It’s now up to EU leaders to approve the accord, which will require overcoming profound political disagreements.
In an emergency teleconference on Thursday, finance chiefs approved a plan to stave off what’s expected to be a recession of unprecedented size.
The deal will lay to rest — at least for now — concerns that the EU was incapable of uniting behind a common strategy when it was most urgently needed.
The common response includes a joint employment insurance fund worth 100 billion euros, a European Investment Bank instrument intended to supply 200 billion euros of liquidity to companies, as well as credit lines of as much as 240 billion euros from the European Stability Mechanism — the euro area’s bailout fund — to backstop states as they go on a spending spree to help economies back on their feet.
The ministers also agreed to work on a temporary fund that would help kick-start the recovery and support the hardest-hit countries while leaving how it would be financed. French Finance Minister Bruno Le Maire said the fund could be decided on in the next six months and may total 500 billion euros.
All of it needs approval by government leaders as early as next week, and tensions persist. With several key divisions papered over on Thursday, disagreements are likely to resurface when leaders are called to sign off.
Covid-19 has overwhelmed Europe, with the continent suffering more than 65% of the worldwide deaths attributable to the virus. The scale of the damage shines a spotlight on the vulnerabilities of a union whose sense of common purpose has been tested over the past decade by the Greek debt crisis, an influx of refugees and then Brexit.
But the coronavirus outbreak — in the words of German Chancellor Angela Merkel, a veteran of many geopolitical fights — poses the biggest threat to the EU since World War II.
While the virus’s reach has been indiscriminately global, most countries have acted alone and in their own interests. Europe’s more-frugal north is pitted against Italy and Spain, the worst-affected countries, in a climate of mistrust and simmering resentment.
Disagreements were laid bare earlier this week when finance ministers failed to agree on a joint response after 16 hours of bitter negotiations.

**INSTRUCTIONS**
• A. Answer these from the EU rescue-deal article:
(i) How much liquidity is the European Investment Bank instrument meant to supply to companies?
(ii) What share of worldwide deaths from the virus has Europe suffered?
(iii) How long did the negotiations that ended without a joint response earlier in the week last?
• B. Carry on the EU rescue-deal article, picking up after its final sentence.

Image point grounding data
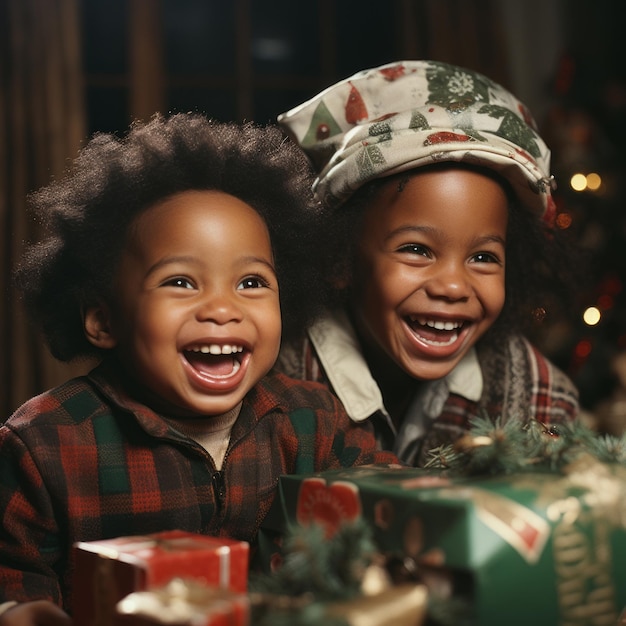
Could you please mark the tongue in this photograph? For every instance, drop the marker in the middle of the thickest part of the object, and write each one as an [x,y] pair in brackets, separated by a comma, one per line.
[213,364]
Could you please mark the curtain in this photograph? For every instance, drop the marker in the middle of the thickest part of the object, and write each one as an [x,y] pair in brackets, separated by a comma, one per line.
[42,125]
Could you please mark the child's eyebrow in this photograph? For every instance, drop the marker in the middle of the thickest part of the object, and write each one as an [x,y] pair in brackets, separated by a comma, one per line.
[255,259]
[195,261]
[412,228]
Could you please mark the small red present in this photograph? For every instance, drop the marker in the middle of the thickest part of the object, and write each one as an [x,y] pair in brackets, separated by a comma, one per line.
[108,570]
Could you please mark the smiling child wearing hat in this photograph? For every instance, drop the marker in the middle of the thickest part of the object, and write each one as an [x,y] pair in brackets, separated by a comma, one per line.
[438,243]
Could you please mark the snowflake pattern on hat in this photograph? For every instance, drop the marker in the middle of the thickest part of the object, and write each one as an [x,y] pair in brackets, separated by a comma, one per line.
[413,113]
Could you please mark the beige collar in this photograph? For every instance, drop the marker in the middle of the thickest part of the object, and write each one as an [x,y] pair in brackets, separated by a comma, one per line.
[338,350]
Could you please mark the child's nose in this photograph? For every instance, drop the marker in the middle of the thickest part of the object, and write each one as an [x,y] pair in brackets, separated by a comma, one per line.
[220,307]
[449,281]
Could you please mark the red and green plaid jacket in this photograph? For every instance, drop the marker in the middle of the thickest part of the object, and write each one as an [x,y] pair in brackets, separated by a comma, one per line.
[85,461]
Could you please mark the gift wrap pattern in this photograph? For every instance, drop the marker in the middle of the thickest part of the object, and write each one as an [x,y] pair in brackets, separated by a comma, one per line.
[530,548]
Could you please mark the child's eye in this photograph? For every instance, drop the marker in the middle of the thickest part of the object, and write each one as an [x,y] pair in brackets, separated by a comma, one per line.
[485,257]
[415,248]
[252,282]
[179,281]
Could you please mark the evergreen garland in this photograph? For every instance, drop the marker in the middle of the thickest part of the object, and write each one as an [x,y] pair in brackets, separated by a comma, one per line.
[496,447]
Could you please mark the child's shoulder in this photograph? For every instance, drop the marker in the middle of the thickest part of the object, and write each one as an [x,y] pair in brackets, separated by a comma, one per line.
[293,393]
[70,401]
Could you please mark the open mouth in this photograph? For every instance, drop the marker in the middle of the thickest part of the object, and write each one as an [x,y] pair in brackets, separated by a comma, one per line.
[215,360]
[435,332]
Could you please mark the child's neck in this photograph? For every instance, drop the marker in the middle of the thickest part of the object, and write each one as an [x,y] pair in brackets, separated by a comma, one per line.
[397,387]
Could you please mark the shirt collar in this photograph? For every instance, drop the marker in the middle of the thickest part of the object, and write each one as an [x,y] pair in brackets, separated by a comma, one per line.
[338,350]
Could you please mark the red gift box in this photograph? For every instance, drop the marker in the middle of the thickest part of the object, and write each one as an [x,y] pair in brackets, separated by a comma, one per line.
[108,570]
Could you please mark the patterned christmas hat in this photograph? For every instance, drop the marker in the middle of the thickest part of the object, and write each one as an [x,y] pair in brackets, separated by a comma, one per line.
[408,114]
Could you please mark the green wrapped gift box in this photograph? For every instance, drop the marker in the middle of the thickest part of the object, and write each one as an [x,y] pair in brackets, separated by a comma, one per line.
[529,548]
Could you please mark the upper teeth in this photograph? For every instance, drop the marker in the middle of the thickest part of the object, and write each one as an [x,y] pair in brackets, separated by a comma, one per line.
[215,348]
[438,324]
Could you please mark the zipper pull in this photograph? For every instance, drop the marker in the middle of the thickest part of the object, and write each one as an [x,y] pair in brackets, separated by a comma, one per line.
[219,489]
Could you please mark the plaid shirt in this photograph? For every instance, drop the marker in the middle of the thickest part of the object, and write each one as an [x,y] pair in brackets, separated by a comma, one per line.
[518,382]
[85,461]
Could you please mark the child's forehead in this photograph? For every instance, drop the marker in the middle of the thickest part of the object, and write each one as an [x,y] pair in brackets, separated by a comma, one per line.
[201,205]
[189,216]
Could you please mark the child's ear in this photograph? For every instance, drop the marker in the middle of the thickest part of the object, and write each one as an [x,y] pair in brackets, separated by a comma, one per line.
[97,326]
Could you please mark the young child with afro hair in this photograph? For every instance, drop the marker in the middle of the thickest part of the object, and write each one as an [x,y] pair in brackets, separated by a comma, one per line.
[176,256]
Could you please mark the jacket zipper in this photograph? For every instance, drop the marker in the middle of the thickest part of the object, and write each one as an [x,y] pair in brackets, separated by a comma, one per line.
[219,489]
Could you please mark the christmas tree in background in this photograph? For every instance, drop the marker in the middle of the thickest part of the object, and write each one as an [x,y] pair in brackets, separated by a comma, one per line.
[586,132]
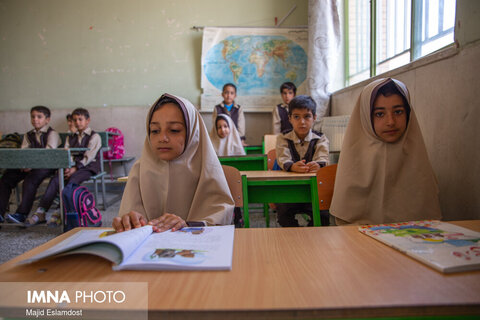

**ANSWERS FOR THE EXERCISE**
• A.
(i) 200 billion euros
(ii) More than 65%
(iii) 16 hours

• B.
Things were different on Thursday. The meeting was delayed by nearly five hours while key countries including the Netherlands, Italy, France, Germany and Spain negotiated a compromise that would ultimately be uncomfortable to most, yet acceptable to all. Once the meeting started, it took just 30 minutes to declare success.
The result was an EU compromise.
The agreement on the recovery fund was a victory for countries including France, Spain and Italy, which have been pushing for it to be financed through joint debt issuance. Yet the text skirted the question of common debt and only mentioned “innovative financial instruments” — a reference that even countries like Germany, that are loath to agree to further risk sharing — could live with.
The wording on the use of credit lines from the bailout fund left a lot to be desired for all camps. The conditions attached to these funds were the main sticking point earlier this week, with the Netherlands lobbying for a requirement that ensures countries return to fiscal health once the crisis is over.
In the end, the Dutch got a slightly stricter commitment that countries would strengthen their “economic and financial fundamentals” once the crisis was over. Meanwhile, the lines would be able to finance “direct and indirect healthcare, cure and prevention related costs,” a likely narrower scope.
As with many an EU deal, everyone claimed a victory and some of the thornier details were left to be ironed out among the leaders.